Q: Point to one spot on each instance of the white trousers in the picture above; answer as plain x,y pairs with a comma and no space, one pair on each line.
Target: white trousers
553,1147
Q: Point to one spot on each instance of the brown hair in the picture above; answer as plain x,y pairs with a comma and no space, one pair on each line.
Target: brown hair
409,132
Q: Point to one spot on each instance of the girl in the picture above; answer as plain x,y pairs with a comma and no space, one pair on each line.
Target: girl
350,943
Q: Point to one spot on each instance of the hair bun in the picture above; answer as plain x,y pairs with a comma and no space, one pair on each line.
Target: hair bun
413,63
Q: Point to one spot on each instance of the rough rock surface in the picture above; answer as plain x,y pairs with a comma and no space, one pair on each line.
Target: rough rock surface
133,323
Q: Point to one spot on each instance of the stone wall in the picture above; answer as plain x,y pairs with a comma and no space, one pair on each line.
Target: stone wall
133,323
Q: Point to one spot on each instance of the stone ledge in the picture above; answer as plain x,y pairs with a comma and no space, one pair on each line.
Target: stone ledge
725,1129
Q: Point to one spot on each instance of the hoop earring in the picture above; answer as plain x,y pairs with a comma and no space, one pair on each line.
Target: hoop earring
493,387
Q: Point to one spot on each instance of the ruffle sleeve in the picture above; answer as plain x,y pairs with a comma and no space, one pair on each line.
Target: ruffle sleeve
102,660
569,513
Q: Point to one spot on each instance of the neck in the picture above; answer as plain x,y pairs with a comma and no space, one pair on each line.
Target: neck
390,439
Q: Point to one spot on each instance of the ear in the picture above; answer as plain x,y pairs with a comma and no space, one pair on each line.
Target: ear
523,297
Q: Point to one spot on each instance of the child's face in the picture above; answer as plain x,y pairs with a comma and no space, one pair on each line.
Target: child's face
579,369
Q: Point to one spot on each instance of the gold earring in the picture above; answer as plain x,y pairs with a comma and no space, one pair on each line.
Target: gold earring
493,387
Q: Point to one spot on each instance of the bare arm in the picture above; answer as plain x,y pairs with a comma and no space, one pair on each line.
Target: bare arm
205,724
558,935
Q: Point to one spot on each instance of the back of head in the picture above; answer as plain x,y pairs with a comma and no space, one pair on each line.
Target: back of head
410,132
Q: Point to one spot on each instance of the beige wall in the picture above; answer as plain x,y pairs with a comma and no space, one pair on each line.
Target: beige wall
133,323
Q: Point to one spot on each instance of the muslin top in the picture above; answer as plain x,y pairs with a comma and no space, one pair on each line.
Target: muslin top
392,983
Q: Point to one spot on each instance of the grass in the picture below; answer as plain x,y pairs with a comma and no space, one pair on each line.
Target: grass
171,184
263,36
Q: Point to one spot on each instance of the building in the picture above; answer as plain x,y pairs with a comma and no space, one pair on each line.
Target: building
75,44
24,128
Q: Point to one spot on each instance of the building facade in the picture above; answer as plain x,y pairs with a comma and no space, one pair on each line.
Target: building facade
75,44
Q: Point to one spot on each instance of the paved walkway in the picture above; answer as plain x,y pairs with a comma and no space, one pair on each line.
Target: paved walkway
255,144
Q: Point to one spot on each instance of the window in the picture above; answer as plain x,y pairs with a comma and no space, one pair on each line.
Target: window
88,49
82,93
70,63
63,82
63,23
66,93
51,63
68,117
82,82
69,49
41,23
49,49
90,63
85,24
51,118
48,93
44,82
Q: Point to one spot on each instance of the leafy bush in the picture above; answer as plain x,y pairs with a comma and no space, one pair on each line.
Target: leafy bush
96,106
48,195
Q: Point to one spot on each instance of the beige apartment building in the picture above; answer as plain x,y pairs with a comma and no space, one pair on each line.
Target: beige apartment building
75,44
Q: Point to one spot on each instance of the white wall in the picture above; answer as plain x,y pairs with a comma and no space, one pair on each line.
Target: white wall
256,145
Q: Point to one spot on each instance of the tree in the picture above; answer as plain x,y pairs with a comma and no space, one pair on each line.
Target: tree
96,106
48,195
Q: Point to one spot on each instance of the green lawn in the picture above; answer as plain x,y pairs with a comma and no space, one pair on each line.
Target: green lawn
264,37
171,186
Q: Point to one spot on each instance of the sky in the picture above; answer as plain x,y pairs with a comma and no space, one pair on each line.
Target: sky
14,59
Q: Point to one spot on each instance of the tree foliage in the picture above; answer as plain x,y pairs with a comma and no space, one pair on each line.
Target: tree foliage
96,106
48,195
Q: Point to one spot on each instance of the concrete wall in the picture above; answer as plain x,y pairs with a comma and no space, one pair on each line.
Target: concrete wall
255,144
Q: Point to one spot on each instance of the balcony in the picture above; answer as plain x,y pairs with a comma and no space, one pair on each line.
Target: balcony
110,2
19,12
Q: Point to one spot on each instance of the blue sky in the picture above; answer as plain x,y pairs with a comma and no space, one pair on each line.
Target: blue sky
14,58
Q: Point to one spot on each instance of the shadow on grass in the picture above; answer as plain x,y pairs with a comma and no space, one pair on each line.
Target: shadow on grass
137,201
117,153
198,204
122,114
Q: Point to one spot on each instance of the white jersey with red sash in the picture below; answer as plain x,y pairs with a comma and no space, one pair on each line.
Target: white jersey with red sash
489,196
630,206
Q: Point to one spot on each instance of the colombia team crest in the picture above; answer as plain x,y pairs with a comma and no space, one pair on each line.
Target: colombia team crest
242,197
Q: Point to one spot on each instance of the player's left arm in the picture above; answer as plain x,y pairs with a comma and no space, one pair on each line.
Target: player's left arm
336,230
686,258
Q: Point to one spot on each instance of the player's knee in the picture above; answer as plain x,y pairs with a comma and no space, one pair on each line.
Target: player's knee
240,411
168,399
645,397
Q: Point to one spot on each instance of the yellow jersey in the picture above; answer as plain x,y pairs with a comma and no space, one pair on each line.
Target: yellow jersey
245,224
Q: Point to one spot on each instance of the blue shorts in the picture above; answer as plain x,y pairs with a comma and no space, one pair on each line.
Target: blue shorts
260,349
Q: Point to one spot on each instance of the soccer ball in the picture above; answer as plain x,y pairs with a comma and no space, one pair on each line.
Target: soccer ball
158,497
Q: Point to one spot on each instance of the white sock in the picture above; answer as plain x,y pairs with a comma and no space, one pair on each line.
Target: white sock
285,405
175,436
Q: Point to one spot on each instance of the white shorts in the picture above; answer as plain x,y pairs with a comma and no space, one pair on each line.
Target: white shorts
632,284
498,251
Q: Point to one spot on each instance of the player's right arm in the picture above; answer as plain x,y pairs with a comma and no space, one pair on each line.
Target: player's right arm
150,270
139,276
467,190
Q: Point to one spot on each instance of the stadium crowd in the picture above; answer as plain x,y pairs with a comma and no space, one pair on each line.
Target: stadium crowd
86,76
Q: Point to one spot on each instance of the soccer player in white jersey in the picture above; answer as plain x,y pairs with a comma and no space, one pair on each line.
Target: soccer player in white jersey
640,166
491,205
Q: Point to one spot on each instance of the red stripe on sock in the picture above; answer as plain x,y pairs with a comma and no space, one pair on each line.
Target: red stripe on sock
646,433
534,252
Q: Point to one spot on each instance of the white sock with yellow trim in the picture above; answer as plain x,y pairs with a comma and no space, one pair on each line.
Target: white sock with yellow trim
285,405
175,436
#####
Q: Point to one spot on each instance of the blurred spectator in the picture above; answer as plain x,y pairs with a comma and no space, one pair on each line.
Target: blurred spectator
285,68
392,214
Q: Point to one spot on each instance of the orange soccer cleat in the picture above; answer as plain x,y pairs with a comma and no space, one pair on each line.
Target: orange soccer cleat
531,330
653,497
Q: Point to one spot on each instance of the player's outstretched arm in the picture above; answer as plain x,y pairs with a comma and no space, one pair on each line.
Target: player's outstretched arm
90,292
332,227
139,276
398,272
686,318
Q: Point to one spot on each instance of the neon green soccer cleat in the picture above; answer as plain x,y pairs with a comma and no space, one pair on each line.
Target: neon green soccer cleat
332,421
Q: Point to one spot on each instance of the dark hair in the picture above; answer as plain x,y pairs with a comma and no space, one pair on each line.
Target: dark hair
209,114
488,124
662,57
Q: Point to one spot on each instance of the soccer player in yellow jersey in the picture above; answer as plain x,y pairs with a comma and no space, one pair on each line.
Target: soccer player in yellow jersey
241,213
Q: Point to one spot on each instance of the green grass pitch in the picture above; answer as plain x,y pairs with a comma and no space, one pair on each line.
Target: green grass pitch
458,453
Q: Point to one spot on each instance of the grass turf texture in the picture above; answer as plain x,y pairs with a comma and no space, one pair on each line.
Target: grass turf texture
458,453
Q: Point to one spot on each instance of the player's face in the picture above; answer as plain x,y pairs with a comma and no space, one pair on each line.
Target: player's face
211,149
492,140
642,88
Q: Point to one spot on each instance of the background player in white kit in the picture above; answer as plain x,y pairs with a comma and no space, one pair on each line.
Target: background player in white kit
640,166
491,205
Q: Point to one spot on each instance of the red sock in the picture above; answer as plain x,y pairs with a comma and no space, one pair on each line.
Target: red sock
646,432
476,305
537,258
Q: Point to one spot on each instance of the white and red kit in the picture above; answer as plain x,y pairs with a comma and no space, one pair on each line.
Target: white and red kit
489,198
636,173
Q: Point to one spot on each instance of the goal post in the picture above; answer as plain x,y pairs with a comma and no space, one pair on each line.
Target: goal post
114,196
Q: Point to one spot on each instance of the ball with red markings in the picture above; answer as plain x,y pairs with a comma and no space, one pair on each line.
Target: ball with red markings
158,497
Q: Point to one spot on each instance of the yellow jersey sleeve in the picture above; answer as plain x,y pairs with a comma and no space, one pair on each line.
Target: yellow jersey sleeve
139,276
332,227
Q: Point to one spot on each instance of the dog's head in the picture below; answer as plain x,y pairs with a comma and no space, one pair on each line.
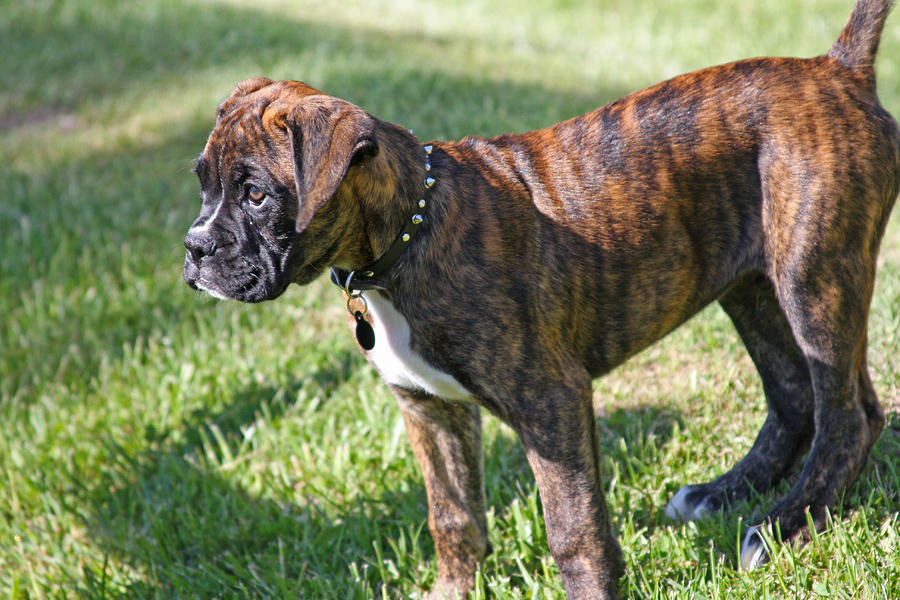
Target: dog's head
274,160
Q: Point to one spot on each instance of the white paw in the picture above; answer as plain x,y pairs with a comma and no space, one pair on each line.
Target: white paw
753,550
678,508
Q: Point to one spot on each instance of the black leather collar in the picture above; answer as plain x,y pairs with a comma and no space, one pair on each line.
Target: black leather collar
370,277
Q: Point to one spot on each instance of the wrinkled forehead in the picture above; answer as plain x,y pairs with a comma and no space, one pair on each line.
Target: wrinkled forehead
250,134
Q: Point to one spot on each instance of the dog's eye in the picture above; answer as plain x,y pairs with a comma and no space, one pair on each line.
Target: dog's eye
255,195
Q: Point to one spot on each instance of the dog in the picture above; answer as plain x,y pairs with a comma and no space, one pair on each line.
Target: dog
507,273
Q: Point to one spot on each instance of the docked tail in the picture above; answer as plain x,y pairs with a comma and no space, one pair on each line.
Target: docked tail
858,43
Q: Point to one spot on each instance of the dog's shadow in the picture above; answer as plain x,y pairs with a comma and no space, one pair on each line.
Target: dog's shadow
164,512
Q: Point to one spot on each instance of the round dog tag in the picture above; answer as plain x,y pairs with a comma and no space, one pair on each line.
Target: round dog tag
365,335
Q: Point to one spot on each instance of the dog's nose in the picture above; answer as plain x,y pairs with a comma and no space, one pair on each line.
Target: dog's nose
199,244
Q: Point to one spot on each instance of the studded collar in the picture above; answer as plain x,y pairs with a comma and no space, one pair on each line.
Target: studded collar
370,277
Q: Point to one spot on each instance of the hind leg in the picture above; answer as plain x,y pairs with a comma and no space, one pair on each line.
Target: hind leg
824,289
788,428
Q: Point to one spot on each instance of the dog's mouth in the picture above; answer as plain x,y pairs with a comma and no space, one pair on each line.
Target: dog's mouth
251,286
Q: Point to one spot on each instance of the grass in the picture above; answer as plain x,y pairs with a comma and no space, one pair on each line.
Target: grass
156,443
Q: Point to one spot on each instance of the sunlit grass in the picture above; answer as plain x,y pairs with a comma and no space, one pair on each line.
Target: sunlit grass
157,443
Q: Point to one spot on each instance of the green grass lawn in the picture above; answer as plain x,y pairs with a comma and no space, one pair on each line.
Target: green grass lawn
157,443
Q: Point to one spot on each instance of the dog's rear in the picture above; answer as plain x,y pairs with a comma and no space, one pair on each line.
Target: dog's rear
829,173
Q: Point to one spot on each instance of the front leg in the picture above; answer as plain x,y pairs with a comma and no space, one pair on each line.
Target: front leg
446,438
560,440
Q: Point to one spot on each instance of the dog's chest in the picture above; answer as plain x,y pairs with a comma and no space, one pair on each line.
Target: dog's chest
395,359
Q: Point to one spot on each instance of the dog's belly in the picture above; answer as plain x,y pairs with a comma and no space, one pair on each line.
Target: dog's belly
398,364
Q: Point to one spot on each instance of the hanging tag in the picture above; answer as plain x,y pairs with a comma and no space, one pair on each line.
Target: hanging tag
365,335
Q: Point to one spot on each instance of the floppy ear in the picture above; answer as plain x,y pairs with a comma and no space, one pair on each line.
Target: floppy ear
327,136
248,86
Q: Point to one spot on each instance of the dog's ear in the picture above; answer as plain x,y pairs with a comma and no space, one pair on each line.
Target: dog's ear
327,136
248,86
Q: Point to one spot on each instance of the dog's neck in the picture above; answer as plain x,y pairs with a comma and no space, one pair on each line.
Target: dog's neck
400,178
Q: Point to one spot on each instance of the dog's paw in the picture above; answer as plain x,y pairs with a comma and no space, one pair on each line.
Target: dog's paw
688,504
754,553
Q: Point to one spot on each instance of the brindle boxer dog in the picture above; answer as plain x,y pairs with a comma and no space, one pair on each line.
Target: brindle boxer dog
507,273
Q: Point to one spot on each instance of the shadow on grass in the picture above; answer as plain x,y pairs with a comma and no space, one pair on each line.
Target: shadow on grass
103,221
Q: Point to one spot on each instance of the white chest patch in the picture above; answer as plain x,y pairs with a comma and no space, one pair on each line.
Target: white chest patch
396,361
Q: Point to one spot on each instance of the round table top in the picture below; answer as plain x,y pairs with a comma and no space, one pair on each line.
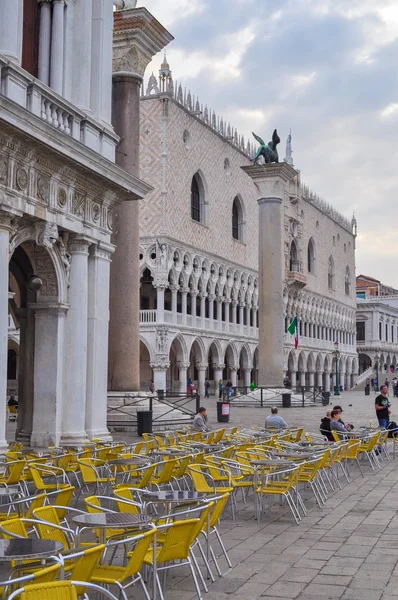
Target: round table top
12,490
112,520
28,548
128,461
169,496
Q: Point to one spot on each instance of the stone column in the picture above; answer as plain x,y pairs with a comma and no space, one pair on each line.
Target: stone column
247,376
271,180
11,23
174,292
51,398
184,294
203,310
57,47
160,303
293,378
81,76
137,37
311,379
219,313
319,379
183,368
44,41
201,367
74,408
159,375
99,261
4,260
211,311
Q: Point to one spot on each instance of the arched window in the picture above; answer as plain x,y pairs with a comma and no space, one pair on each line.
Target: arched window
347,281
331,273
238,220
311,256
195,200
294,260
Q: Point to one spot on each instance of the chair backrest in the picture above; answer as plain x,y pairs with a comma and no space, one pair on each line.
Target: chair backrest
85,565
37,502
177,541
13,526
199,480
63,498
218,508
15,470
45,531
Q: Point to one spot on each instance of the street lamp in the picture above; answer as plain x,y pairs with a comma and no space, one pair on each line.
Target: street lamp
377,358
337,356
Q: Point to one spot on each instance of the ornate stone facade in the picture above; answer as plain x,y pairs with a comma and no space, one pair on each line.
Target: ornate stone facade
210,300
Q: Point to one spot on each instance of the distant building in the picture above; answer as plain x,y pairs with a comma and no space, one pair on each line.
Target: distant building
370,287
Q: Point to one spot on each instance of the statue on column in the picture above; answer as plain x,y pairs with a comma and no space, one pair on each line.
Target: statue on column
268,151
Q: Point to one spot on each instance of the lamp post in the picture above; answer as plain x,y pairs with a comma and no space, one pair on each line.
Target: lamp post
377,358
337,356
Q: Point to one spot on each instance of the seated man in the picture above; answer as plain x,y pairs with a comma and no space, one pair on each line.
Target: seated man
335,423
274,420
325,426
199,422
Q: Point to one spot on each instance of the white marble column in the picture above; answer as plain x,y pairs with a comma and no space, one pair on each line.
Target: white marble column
#####
Reproduce the listing above from the line that holds "the dog's paw" through the line that holds "the stone column", both included, with the pictures left out.

Q: Point to one spot on each instance of the dog's paw in the picture above; answer as plain x,y pairs with a comma and no space, one pair on each line.
Target: dog's paw
688,504
754,553
Q: Point to one spot on each instance of the brindle boxer dog in the picture above; answer as plain x,y pairs with a comma and no space, one pair on each line.
Target: brindle boxer dog
507,273
Q: Point to one spot on each instance of the shadow on grass in the picture above; answer as plain x,y pairs with a comma and no space, one pair on each line.
Target: shadow on grass
103,221
Q: Point to one spot on each instance of the white chest patch in the picture above; answer as plain x,y pairs with a comma and no space, one pair on each line.
Target: white chest patch
396,361
Q: Point to one spot on each instance of the round table top in the picture below; answer as plain x,y pairs with a comma and no space, one pair on each line.
Target: round table top
12,490
112,520
28,548
128,461
169,496
Q: Point to one spot on each instance of the stone column in the picture above; answer as plain x,y pairs with a comma and no space, one pair on each line.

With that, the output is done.